Exercise directions: Can you output the records below exactly as they are written?

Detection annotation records
** start **
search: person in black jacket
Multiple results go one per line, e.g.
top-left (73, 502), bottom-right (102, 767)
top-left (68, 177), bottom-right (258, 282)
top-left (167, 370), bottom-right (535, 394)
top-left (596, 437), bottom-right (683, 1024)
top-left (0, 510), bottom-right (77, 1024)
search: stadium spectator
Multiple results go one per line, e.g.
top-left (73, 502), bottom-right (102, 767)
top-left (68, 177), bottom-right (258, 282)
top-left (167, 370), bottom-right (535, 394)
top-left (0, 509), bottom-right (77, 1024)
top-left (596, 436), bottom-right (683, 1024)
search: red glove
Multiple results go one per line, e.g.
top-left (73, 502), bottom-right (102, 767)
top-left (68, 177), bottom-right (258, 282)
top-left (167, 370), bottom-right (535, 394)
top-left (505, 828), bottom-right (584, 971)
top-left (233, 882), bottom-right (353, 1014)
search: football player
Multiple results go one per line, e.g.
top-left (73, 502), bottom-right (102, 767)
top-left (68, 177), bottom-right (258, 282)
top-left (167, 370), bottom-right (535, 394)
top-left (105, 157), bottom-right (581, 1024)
** end **
Written solution:
search: person in black jacket
Multiple results go one per line, e.g.
top-left (73, 502), bottom-right (102, 767)
top-left (68, 177), bottom-right (258, 282)
top-left (167, 370), bottom-right (535, 394)
top-left (596, 437), bottom-right (683, 1024)
top-left (0, 510), bottom-right (77, 1024)
search: stadium spectator
Multiple results go one per line, e.g.
top-left (73, 502), bottom-right (102, 767)
top-left (68, 177), bottom-right (258, 282)
top-left (167, 370), bottom-right (535, 394)
top-left (0, 509), bottom-right (77, 1024)
top-left (596, 436), bottom-right (683, 1024)
search: red glove
Multiple results go one per line, e.g.
top-left (73, 502), bottom-right (102, 767)
top-left (68, 177), bottom-right (258, 282)
top-left (167, 370), bottom-right (535, 394)
top-left (505, 828), bottom-right (584, 971)
top-left (233, 882), bottom-right (353, 1014)
search: football player
Multiple results go one per line, e.g.
top-left (73, 502), bottom-right (102, 767)
top-left (68, 177), bottom-right (258, 282)
top-left (167, 370), bottom-right (535, 394)
top-left (105, 157), bottom-right (581, 1024)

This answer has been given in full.